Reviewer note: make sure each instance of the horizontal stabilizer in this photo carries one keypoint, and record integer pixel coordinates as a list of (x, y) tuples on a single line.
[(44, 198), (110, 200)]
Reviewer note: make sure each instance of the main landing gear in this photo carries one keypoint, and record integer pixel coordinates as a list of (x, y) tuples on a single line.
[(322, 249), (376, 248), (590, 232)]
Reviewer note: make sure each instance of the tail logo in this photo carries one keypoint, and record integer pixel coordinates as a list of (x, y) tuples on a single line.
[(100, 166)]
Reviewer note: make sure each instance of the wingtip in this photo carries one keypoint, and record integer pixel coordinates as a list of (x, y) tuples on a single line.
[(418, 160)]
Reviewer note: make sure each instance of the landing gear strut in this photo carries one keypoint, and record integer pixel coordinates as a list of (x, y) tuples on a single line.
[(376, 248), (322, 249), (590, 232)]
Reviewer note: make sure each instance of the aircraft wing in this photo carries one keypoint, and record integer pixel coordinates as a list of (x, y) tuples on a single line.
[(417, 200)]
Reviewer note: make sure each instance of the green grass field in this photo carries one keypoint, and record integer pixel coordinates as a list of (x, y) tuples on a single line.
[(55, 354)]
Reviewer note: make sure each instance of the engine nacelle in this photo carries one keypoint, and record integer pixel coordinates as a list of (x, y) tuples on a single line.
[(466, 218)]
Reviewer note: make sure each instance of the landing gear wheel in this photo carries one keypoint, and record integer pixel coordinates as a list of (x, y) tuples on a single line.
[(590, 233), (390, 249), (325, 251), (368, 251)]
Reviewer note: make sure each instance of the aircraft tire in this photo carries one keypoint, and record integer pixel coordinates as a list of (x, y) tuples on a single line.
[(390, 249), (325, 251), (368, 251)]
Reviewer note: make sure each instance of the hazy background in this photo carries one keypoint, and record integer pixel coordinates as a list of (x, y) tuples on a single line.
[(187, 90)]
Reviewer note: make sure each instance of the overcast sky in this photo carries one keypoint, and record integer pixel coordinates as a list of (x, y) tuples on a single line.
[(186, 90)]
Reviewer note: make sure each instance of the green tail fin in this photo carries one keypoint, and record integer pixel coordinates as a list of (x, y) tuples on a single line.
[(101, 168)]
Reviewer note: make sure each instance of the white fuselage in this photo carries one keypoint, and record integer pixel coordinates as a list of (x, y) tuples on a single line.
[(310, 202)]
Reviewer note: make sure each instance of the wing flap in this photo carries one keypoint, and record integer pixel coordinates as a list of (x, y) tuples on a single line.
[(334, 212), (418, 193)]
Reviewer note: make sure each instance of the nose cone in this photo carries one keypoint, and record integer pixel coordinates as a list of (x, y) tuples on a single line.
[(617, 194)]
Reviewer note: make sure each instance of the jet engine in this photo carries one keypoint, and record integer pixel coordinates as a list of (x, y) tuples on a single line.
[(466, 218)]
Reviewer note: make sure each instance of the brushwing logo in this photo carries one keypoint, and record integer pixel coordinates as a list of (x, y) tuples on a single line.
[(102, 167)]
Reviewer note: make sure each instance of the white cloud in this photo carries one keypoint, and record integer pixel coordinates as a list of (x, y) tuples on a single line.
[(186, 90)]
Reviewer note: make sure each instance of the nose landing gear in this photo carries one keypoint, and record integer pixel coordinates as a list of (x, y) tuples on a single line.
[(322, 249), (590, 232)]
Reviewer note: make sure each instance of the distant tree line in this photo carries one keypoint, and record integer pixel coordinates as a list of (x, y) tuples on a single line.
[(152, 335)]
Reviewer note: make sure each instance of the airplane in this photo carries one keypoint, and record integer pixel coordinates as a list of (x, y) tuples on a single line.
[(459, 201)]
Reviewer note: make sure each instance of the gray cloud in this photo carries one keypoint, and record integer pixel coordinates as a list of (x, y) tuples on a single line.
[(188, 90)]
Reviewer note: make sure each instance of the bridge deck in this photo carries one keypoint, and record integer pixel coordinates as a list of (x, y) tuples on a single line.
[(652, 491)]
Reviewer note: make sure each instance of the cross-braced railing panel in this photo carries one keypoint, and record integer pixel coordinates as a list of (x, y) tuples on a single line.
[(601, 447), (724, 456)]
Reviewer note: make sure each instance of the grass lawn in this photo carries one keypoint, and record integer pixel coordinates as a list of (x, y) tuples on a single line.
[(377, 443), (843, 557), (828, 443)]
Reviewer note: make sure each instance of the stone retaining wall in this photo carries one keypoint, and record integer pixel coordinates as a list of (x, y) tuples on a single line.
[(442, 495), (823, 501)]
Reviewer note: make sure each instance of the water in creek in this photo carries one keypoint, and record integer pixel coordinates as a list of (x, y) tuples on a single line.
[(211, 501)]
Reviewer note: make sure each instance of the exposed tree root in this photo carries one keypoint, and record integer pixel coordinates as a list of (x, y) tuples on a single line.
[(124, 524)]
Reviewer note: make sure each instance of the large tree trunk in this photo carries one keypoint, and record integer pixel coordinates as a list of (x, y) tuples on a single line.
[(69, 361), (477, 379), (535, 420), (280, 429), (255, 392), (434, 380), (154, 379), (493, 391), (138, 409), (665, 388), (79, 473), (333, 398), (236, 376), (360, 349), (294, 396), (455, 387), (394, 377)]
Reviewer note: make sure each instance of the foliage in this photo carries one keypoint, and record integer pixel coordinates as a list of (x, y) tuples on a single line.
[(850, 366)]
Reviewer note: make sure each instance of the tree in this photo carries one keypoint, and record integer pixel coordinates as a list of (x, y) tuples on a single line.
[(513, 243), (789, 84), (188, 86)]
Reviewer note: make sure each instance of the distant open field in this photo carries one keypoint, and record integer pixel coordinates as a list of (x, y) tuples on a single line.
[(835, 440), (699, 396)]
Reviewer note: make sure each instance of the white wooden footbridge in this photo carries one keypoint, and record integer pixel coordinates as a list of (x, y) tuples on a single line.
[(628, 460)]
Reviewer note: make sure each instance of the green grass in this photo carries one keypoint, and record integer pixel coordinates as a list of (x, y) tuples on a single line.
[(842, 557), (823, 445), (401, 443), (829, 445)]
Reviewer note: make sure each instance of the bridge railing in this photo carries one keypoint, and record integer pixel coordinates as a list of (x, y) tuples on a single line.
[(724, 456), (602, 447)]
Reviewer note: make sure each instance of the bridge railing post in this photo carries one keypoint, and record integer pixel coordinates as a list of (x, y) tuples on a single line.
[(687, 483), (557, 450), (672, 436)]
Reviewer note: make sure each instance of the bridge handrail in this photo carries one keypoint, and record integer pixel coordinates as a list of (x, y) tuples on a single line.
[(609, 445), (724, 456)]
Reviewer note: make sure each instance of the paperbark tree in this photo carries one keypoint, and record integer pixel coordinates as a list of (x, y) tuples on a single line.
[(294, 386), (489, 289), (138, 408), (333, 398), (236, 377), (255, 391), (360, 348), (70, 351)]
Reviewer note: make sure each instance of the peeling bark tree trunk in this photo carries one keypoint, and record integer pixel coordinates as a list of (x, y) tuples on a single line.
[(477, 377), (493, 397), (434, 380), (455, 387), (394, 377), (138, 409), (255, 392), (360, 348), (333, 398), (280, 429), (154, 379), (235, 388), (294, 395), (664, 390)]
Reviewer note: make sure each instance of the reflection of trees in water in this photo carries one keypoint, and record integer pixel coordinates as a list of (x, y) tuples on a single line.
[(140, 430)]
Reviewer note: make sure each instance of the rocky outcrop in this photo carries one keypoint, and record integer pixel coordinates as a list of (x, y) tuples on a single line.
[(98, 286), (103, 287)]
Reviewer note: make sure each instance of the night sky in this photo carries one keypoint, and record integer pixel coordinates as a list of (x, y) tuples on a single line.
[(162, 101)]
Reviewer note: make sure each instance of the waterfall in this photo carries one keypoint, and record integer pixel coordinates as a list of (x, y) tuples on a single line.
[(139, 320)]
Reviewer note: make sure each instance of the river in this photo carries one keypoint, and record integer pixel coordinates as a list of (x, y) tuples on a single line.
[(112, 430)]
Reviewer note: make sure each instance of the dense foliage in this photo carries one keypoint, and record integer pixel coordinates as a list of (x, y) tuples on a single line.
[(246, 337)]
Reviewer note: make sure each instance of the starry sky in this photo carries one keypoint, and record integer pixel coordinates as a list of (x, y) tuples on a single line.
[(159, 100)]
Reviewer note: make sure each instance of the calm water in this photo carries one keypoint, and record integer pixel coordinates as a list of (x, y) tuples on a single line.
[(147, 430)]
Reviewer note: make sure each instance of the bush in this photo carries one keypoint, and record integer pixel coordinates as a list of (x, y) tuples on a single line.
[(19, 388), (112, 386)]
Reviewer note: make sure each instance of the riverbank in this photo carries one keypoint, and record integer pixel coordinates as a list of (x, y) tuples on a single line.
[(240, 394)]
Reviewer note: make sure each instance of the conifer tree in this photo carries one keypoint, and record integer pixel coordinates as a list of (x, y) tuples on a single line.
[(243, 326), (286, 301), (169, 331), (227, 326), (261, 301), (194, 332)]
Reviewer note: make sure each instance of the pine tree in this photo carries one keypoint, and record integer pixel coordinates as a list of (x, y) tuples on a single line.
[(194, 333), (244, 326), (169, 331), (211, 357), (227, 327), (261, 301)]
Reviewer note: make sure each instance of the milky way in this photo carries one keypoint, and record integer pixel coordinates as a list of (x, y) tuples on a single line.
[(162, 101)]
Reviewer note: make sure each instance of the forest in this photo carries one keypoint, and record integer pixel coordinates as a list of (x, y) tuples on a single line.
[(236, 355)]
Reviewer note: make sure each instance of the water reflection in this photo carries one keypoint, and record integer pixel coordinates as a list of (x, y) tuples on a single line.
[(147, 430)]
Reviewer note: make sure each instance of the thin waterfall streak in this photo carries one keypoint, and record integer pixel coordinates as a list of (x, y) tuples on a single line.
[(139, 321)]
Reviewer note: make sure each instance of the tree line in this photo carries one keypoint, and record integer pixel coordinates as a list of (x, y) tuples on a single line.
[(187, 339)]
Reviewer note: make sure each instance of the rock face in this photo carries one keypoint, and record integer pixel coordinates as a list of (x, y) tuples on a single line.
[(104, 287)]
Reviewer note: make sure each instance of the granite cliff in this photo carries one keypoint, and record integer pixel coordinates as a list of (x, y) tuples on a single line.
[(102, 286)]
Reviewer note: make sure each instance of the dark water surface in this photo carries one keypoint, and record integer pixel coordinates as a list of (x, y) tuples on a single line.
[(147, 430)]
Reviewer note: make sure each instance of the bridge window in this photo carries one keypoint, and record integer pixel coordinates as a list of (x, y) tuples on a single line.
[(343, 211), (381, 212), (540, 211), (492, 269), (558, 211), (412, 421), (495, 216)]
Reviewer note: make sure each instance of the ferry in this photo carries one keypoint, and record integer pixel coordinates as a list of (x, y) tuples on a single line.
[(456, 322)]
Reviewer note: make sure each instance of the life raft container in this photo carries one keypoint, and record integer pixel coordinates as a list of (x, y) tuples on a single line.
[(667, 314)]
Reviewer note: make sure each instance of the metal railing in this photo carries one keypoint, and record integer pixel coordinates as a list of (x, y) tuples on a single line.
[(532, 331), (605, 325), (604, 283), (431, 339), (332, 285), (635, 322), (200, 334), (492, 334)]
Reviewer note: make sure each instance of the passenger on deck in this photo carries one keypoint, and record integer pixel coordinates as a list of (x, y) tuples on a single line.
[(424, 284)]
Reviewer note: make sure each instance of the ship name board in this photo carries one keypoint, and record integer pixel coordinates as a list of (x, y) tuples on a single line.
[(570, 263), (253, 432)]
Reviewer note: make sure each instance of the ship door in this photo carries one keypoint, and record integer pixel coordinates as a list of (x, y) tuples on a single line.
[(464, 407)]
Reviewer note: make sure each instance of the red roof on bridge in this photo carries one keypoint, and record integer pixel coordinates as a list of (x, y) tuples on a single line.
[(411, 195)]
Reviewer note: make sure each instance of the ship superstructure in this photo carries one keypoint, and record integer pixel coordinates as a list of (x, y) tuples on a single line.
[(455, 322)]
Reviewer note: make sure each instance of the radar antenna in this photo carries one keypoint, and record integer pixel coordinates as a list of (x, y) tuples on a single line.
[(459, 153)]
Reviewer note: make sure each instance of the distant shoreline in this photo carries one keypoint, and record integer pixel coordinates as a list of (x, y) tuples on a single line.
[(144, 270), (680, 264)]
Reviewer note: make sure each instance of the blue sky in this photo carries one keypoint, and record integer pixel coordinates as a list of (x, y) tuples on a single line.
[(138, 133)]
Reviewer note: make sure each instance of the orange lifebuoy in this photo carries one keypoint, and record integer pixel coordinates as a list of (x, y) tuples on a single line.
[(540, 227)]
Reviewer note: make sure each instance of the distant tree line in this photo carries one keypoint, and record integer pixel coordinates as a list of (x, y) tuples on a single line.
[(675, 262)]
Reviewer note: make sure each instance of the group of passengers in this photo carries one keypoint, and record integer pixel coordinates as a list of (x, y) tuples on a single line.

□ □ □

WORK INSTRUCTIONS:
Reproduce the material from its beginning up to and including the line with "[(44, 198), (110, 200)]", keeping the requests unchanged. Multiply each point coordinate in the answers by 2.1 and round to a whole number, with halves going up.

SOLUTION TO THE EXERCISE:
Reviewer note: make sure each instance of the horizontal stabilizer in this photo carries one keypoint, and record integer pixel coordinates as a list of (x, y) tuples on a single line.
[(92, 416), (231, 420)]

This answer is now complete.